— TASK —
Can you carry on the editorial below about presidential candidates' Social Security and Medicare plans, starting after its last sentence?

----- SUPPLIED TEXT

- The Washington Times - Thursday, April 26, 2007

The medium-term and long-run financing arrangements for Social Security and Medicare are so precarious that the news media and voters should compel presidential candidates to offer genuine plans to address the grave problems on the horizon. Merely acknowledging the problem without offering a plan is unacceptable. Consider the current (and inadequate) views of Democratic presidential candidate Hillary Clinton and Republican candidates John McCain and Mitt Romney.

Beyond expressing opposition to President Bush’s plan for private retirement accounts, the “on the issues” section of her senatorial Web site (her presidential site has no “issues” section) says that “it is essential that the administration and Congress take the necessary steps to secure the solvency of [Social Security] for current and future retirees.” Regarding Medicare, she highlights her membership on the Senate Special Committee on Aging, which, she says, “continually reviews Medicare’s performance.” Yes, she is in favor of allowing Medicare to bargain for lower drug prices, but where is her leadership in ensuring its long-term solvency?

In his April 16 economics speech, Mr. McCain said, “If I’m president, I’ll submit a plan to save Social Security and Medicare.” Let’s have the plan now, senator. Asked by the Politico how he would address Social Security and Medicare, Mr. Romney said he would “meet quietly, probably in the basement of the White House, with Democratic leaders and Republican leaders, and talk through different alternatives that we have to rein in the excessive growth of certain ones of our entitlement programs.” Without providing any specifics, he added, incongruously, “I think we can get that job done.” Please tell us how, Mr. Romney.

----------
----- INFORMATION

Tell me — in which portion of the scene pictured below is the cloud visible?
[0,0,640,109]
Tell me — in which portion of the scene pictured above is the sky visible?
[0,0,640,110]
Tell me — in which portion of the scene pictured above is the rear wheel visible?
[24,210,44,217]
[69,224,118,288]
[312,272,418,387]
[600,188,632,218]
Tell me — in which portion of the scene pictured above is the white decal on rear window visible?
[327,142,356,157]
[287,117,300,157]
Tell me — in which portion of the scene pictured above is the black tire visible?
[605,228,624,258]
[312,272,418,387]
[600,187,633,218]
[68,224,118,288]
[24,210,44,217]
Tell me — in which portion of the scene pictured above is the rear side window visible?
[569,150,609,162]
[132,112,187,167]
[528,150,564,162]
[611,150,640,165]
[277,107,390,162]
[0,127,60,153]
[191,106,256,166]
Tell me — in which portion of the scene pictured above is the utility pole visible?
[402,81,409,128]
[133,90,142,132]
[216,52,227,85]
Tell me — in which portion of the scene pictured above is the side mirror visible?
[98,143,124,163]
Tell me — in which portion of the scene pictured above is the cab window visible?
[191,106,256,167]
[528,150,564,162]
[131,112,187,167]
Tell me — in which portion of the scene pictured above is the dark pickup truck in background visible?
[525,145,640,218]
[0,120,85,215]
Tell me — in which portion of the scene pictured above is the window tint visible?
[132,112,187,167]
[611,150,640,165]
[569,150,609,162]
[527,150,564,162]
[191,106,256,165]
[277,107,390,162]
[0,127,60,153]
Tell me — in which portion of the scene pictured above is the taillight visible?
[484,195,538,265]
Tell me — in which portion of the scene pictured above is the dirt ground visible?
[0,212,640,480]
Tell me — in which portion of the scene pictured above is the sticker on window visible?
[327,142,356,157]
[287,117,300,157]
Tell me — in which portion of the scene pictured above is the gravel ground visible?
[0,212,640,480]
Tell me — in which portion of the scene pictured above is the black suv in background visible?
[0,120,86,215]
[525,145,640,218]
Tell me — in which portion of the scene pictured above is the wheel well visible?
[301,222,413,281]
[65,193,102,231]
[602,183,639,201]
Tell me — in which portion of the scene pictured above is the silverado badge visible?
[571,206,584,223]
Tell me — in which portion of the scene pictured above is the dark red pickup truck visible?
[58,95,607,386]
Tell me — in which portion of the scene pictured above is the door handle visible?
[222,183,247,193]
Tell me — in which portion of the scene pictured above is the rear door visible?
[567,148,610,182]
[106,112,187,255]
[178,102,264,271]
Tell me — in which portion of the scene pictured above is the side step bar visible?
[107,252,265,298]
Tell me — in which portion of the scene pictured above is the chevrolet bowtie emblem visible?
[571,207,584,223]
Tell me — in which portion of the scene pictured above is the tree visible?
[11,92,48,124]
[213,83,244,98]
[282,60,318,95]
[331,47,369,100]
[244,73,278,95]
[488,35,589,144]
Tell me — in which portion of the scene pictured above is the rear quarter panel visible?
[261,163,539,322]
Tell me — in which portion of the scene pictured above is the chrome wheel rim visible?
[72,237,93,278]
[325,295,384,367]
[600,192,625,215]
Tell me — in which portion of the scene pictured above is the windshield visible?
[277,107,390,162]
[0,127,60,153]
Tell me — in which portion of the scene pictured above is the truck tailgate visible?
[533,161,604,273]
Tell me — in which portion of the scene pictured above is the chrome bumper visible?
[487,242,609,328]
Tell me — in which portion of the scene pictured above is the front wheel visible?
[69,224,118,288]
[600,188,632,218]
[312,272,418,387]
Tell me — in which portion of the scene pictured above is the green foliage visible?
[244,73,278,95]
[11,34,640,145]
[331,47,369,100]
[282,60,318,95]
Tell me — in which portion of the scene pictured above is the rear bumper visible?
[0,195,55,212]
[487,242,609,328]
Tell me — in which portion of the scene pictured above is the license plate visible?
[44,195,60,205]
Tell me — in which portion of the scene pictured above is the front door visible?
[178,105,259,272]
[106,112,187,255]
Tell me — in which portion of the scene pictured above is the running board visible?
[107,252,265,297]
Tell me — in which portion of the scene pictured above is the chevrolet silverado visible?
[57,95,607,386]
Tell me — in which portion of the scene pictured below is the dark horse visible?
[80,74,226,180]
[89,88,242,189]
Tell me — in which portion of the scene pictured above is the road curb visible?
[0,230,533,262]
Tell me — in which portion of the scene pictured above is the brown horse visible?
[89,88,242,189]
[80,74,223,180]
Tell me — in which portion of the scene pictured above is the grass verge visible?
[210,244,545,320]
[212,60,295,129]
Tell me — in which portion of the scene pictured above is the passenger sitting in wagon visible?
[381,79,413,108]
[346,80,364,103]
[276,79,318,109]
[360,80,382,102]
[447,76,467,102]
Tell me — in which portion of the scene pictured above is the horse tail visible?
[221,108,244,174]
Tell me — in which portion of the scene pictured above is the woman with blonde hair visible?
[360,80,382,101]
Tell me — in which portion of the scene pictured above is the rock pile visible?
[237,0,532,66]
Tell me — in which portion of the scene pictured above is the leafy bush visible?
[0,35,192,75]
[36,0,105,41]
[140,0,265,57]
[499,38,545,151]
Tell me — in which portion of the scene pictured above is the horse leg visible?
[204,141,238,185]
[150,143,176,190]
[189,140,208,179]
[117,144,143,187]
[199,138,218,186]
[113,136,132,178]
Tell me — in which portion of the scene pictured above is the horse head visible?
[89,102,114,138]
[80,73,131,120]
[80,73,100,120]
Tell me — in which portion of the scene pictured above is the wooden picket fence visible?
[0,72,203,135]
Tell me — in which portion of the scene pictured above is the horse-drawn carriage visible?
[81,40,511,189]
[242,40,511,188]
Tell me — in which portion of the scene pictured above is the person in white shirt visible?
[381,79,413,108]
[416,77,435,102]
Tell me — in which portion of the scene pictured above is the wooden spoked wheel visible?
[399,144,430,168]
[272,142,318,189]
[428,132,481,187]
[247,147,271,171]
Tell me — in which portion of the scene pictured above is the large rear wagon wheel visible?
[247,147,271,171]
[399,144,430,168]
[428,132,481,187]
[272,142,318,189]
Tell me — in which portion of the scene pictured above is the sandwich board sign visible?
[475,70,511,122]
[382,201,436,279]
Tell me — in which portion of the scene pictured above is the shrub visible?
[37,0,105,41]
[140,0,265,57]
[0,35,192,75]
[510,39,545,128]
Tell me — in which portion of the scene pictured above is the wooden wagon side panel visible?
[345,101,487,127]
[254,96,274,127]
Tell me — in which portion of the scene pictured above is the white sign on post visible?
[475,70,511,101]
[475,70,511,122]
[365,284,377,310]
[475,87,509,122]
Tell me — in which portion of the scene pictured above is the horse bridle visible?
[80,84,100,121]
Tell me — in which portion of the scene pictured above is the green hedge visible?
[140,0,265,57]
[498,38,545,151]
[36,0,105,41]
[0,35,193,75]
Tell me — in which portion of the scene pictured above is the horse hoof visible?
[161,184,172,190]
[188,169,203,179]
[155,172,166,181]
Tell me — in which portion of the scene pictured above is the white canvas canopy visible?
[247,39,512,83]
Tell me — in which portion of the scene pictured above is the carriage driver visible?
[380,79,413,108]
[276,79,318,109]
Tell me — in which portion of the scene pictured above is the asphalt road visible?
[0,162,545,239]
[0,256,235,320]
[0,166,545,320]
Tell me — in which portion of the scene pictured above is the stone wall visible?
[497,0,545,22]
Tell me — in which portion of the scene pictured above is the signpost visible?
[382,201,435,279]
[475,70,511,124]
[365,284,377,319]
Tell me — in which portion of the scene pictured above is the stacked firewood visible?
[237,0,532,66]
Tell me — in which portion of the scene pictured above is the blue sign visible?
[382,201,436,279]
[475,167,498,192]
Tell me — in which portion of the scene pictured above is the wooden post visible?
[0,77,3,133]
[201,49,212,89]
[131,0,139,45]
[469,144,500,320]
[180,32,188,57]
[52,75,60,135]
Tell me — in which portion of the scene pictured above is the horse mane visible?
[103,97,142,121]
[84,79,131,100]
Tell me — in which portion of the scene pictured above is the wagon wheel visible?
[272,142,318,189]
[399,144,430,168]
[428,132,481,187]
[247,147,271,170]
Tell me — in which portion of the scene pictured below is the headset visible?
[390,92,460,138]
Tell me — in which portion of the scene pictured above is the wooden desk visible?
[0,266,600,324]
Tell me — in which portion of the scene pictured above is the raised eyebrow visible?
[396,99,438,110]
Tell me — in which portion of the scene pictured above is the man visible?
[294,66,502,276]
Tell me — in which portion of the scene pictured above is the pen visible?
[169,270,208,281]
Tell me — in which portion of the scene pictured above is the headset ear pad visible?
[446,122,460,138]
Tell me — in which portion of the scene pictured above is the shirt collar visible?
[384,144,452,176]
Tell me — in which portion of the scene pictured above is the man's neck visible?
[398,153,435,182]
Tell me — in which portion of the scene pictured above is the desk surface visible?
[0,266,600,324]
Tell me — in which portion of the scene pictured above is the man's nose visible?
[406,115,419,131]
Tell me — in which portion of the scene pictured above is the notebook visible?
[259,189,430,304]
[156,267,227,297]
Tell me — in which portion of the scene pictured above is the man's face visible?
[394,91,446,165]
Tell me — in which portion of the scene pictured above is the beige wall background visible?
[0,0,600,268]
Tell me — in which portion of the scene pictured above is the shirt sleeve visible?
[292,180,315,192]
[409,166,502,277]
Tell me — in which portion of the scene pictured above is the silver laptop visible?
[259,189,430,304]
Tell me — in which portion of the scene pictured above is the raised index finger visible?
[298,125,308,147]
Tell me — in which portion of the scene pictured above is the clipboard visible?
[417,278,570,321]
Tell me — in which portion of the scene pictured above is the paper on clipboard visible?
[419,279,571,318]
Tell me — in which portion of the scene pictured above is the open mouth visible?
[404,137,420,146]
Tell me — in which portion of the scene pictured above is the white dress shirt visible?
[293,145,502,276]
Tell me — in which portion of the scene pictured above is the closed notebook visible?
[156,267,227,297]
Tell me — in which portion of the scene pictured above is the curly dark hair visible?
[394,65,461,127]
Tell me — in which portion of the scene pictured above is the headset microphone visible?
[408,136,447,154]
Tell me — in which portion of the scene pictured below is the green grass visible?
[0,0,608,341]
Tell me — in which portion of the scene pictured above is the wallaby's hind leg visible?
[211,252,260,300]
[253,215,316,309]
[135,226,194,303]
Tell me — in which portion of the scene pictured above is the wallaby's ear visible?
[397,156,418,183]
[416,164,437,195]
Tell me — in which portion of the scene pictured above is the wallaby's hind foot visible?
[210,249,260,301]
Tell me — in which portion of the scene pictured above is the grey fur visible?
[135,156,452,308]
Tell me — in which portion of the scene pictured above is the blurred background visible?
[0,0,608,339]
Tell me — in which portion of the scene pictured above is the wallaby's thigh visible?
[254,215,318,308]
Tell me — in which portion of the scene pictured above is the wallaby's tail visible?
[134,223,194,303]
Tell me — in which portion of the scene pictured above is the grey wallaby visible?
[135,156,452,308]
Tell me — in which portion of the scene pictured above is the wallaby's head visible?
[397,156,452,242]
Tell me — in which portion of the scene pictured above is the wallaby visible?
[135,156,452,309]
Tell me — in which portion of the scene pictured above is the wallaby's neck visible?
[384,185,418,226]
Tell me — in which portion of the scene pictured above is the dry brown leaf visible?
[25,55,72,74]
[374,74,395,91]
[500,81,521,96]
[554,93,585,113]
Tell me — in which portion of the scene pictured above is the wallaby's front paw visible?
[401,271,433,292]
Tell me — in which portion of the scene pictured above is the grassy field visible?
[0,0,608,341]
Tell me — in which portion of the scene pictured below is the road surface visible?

----------

— OUTPUT OF THE EXERCISE —
The recent report by the trustees of the Social Security and Medicare trust funds confirms how serious the looming financial crises afflicting both programs are. Here are the facts:

m Over the next 75 years, the present value of the difference between the costs of currently scheduled Social Security benefits and the program’s tax revenues is $6.8 trillion. Today, Social Security benefits comprise 4.3 percent of Gross Domestic Product (GDP). By 2030, a mere generation from now, that proportion will rise nearly 50 percent, reaching 6.3 percent of GDP. Beginning in 2017, a decade from now, benefit payments will exceed Social Security tax revenues, requiring the program to begin receiving revenue transfers from the Treasury’s general fund. The assets in Social Security’s trust funds will be exhausted by 2041.

m Medicare is in much worse shape. Medicare expenditures will increase from 3.2 percent of GDP in 2007 to 6.5 percent by 2030 (and 11.3 percent of GDP 75 years from now). The present value of Medicare’s effectively unfunded liabilities over the next 75 years totals $24.8 trillion, $18 trillion more than Social Security’s unfunded liabilities.

What the media and voters must demand from presidential candidates are the specifics of their proposals to address these problems.